• [Source extract]:
**********

Deep Hough Voting for 3D Object Detection in Point Clouds

YEOM JINSEOP·2023년 9월 5일
1

ML For 3D Data

목록 보기
20/27

🚀 Motivations

  • The goal of 3D object detection is to localize and
    recognize objects in a 3D scene.
    ➡️ This paper aims to estimate oriented 3D bounding boxes
    as wll as semantic classes of objects from point clouds.

  • To avoid processing irregular point clouds,
    1️⃣ current 3D object detection methods
    heavily rely on 2D-based detectors.

  • For example,

1) extend 2D detection frameworks such as Faster/Mask R-CNN to 3D
(Voxelize the irregular point clouds to regular 3D grids
and apply 3D CNN detectors)
🔥 which fails to leverage sparsity in the data
and suffer from high computation cost due to expensive 3D convolutions.

2) project points to regular 2D bird's eye view images
and then apply 2D detectors to localize objects
🔥 which sacrifices geometric details
which may be critical in cluttered indoor environments.

3) two-step pieline by firstly detecting objects in front-view images
and then localizing objects in frustum point cloudss
extruded from the 2D boxes
🔥 which is strictly dependent on the 2D detector
and will miss an object entirely if it is not detected in 2D.

  • ✅ This paper introduced a point cloud focused 3D detection framework
    that directly processes raw data
    and does not depend on any 2D detectors.

  • Due to the sparsity of point clouds data
    (samples from 2D manifolds in 3D space),
    a major challenge exitst
    when directly predicting bounding box parameters from scene points:
    a 3D object centroid can be far from any surface point
    thus hard to regress accurately in one step.

  • ✅ To address this challenge, VoteNet is based on
    3D deep learning models for point clouds
    and Hough voting process for object detection.

After passing input point cloud through a backbone network,
sample set of seed points
and generate votes from their features.
Votes are targeted to reach object centers.

As a result, vote clusters emerge near object centers
and in turn can be aggregated through a learn module to genrate box proposals.

🔑 Key Contributions

  • Reformulation of Hough voting
    in the context of deep learning
    through an end-to-end differentiable architecture, VoteNet

  • SOTA 3D object detection performacne on SUN RGB-D and ScanNet

  • In-depth analysis of the importance of
    voting for 3D object detection in point clouds.

✋🏻 Deep Hough Voting

  • Interest points
    are describe and selected by DNN
    instead of depending on hand-crafted features.

  • Vote generation
    is learned by a network
    instead of using a code book(traditional Hough voting's).

**********

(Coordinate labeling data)
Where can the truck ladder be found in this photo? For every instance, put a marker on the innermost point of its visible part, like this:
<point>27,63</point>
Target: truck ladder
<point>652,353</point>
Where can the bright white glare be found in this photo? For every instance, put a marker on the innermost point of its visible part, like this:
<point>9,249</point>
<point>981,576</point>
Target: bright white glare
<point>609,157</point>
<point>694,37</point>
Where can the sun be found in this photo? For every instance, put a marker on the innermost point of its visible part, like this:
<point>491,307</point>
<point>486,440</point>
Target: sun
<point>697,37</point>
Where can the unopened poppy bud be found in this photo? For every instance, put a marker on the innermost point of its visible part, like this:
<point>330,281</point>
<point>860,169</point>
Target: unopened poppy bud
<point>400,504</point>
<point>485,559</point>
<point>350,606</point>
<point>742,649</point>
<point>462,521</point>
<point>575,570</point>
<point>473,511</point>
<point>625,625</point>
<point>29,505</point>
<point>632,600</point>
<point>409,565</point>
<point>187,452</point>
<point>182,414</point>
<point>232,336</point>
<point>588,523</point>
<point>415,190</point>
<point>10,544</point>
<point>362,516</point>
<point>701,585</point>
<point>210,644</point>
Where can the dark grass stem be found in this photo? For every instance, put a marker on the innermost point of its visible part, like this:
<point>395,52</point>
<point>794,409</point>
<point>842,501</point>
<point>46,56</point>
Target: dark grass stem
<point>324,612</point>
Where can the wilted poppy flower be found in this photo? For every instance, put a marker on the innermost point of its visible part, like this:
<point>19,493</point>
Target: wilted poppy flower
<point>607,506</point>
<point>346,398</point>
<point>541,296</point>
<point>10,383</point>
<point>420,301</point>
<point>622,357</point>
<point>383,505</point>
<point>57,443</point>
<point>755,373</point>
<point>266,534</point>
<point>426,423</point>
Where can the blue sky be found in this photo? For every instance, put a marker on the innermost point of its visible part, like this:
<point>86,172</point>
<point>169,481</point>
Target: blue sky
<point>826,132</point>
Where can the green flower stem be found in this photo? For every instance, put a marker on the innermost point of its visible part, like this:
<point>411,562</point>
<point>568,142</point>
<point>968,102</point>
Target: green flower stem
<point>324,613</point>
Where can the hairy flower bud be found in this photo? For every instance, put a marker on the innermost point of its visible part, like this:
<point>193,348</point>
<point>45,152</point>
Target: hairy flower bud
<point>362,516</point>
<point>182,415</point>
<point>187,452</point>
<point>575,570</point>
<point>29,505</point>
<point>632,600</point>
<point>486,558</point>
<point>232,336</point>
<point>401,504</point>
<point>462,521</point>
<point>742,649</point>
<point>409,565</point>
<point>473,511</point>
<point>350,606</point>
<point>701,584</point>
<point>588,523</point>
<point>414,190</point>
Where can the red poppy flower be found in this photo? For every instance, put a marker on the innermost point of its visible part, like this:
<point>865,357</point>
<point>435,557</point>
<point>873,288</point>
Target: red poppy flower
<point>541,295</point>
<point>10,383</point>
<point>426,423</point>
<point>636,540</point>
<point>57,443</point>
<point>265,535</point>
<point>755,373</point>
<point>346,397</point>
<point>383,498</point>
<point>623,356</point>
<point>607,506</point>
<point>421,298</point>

**********

• [Aim 1]:
Reproduce the part of the Hough voting post starting at "After passing input" and ending at "genrate box proposals.".
• [Aim 2]:
Render this sentence from the Hough voting post in Spanish: "Votes are targeted to reach object centers."
Work only from the Hough voting post.

• [Full answer 1]:
After passing input point cloud through a backbone network,
sample set of seed points
and generate votes from their features.
Votes are targeted to reach object centers.

As a result, vote clusters emerge near object centers
and in turn can be aggregated through a learn module to genrate box proposals.

• [Full answer 2]:
Los votos están dirigidos a alcanzar los centros de los objetos.